§ **Required actions**:
1. Output the passage of the Mount Prospect article starting at "For instance, Cooney" and ending at "Alexian Brothers Hospital.", copied word for word.
2. The Mount Prospect article describes a vacant hotel on Rand Road that will reopen as a Holiday Inn. List every feature it gives for that hotel.
3. According to the Mount Prospect article, at what event did Bill Cooney make his remarks about Randhurst Village?

§ **Supplied text**:
--------------------------------

Despite economy, businesses are investing in Mount Prospect
The faith that Casto Development and J.P. Morgan have shown in Mount Prospect by sinking $200 million into Randhurst Village has given the village an advantage over neighboring communities when it comes to attracting developers, said Bill Cooney, community development director for Mount Prospect.
“We are very excited about Randhurst Village and feel very fortunate,” Cooney said at the village's annual Business Breakfast Thursday morning. “This kind of massive retail development simply isn't happening anywhere else and that has attracted the interest of other developers for other nearby parcels.”
For instance, Cooney said, there has been quite a bit of interest in the five acres southeast of Randhurst where Mitchell Buick-GMC stood for many years.
Nearby, a vacant hotel on Rand Road will soon reopen as a Holiday Inn with a Bar Louie restaurant and banquet facilities. A new investor has spent $4 million to gut the building and redevelop it into a 135-room hotel with a Holidome indoor pool area.
Northwest Community Hospital has taken over a building on Rand Road just west of Randhurst which was originally built by Alexian Brothers Hospital.

--------------------------------

§ **Data listing**:
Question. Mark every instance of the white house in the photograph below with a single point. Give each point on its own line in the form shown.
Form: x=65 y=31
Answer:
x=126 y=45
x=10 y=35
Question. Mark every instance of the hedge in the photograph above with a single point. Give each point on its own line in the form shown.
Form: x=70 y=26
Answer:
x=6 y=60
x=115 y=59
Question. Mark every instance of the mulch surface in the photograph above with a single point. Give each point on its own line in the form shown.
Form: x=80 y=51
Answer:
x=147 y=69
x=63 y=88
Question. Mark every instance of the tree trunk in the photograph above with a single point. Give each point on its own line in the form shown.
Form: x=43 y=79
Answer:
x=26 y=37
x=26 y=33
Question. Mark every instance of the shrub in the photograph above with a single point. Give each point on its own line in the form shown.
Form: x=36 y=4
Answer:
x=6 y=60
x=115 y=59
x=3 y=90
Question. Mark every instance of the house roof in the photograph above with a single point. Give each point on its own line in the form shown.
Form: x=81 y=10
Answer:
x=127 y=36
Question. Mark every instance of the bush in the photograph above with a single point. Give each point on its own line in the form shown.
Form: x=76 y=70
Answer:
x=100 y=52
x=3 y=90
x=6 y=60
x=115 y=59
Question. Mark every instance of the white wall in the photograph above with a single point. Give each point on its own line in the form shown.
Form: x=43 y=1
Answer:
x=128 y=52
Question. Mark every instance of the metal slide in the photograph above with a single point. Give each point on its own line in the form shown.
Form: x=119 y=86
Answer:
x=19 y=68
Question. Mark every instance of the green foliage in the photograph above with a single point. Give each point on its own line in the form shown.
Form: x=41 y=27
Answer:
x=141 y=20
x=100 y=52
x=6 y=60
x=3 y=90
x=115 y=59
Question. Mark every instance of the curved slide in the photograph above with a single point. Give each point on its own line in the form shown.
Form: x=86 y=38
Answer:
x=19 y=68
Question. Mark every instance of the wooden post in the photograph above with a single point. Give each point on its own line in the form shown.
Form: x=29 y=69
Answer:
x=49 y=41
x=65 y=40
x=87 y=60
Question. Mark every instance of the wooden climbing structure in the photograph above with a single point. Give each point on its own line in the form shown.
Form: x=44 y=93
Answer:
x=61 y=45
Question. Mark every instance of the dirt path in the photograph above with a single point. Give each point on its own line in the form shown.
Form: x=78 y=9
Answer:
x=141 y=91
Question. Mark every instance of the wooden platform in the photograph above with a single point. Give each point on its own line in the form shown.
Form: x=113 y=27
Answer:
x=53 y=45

--------------------------------

§ **Answers for this exercise**:
1.
For instance, Cooney said, there has been quite a bit of interest in the five acres southeast of Randhurst where Mitchell Buick-GMC stood for many years.
Nearby, a vacant hotel on Rand Road will soon reopen as a Holiday Inn with a Bar Louie restaurant and banquet facilities. A new investor has spent $4 million to gut the building and redevelop it into a 135-room hotel with a Holidome indoor pool area.
Northwest Community Hospital has taken over a building on Rand Road just west of Randhurst which was originally built by Alexian Brothers Hospital.

2.
- A Bar Louie restaurant
- Banquet facilities
- 135 rooms
- A Holidome indoor pool area

3. He spoke at the village's annual Business Breakfast on Thursday morning.